### Tarefa 1
Responda às perguntas abaixo com base no texto sobre o relatório do Senado e a COP26.
(a) Quantas páginas tem o relatório?
(b) Para qual país a senadora Eliziane Gama viaja para participar da COP26?
(c) Com representantes diplomáticos de quais países o grupo de parlamentares busca organizar encontros?
### Tarefa 2
Indique se cada afirmação abaixo está de acordo com o texto sobre o relatório do Senado e a COP26. Responda sim ou não e cite as palavras do texto que decidem a questão.
(a) O relatório foi produzido por uma comissão da Câmara dos Deputados.
(b) O relatório foi compilado a partir de quatro audiências públicas.
(c) A senadora vê indício de mudança na política ambiental do governo além do discurso.
### Tarefa 3
Retome o texto sobre o relatório do Senado e a COP26 e continue-o a partir do ponto em que ele termina.

Com dados e informações científicas, deputados e senadores pretendem mostrar que a realidade do país difere muito da propaganda que será apresentada à comunidade internacional. Para subsidiar essa iniciativa, a Comissão de Meio Ambiente do Senado produziu o Relatório de Avaliação das Políticas Climática e de Prevenção e Controle do Desmatamento no Período 2019-2021.

O documento de 64 páginas foi compilado a partir de quatro audiências públicas, nas quais foram ouvidos órgãos de fiscalização, como o tribunal de Contas da União, empresas, cientistas e representantes da sociedade civil organizada. No relatório, são destrinchadas as ações e omissões do governo federal na política ambiental desde 2019.

Relatora do texto, a senadora Eliziane Gama (Cidadania-MA) viaja nos próximos dias à Escócia para participar da COP26. Em entrevista à DW, ela diz não haver indício de mudança na política ambiental do governo para além do discurso.

"Esses membros da delegação brasileira são pessoas que vão para lá por peças publicitárias. Para, mim, nitidamente, com o objetivo de mostrar o Brasil que o mundo, em tese, não conhece. Eles fazem uma maquiagem da imagem brasileira que só está na cabeça deles, na prática não existe”, afirma.

De acordo com a senadora, o grupo de parlamentares que tentará desconstruir o discurso do governo na COP26 se articula para organizar encontros com representantes diplomáticos de países como Alemanha, Noruega e Reino Unido. O objetivo é não só rebater o discurso do governo, mas também preservar acordos que interessam ao Brasil.

"Nossa ideia é ir para cima e mostrar a informação real, até mesmo para o governo se antenar e tomar alguma decisão, de fato, diferente”, diz.

Registros de dados armazenados
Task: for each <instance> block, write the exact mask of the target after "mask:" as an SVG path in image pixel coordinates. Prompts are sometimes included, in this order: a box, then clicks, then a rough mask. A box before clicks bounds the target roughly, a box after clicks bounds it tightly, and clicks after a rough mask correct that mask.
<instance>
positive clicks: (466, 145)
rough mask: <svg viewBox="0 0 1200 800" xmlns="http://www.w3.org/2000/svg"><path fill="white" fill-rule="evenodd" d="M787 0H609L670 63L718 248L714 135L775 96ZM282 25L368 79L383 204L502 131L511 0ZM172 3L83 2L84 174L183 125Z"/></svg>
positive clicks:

### Resposta 1
(a) 64 páginas.
(b) Escócia.
(c) Alemanha, Noruega e Reino Unido.

### Resposta 2
(a) Não: "a Comissão de Meio Ambiente do Senado produziu o Relatório de Avaliação das Políticas Climática e de Prevenção e Controle do Desmatamento no Período 2019-2021."
(b) Sim: "O documento de 64 páginas foi compilado a partir de quatro audiências públicas"
(c) Não: "ela diz não haver indício de mudança na política ambiental do governo para além do discurso."

### Resposta 3
Você esteve na COP de Madrid, em 2019, a primeira Conferência do Clima em que o Brasil participou no governo Bolsonaro. O governo trocou a postura agressiva que adotou na ocasião por um discurso verde, de preocupação ambiental. Como você avalia essa mudança, na prática?

Eliziane Gama: Eu percebo um movimento orquestrado e muito bem direcionado do presidente. A comitiva brasileira que vai para a COP é uma das maiores delegações. Se não me foge a memória, ela é a segunda maior delegação de país, perde apenas para os EUA. O espaço que eles reservaram lá é gigantesco, algo em torno de 200 m². Na COP, o espaço físico é extremamente disputado, as salas são pequenininhas. Você pega essa informação de forma isolada e pensa: "Nossa, o governo brasileiro está com um espaço enorme na COP, com uma delegação gigantesca, está bom". Mas vamos lá: na prática, para que essa delegação tão grande? Quem são os membros dessa delegação? Bolsonaristas. Da equipe da Câmara dos Deputados que está indo para lá, são dez parlamentares, oito da bancada ruralista.

O que você espera que eles apresentem na conferência?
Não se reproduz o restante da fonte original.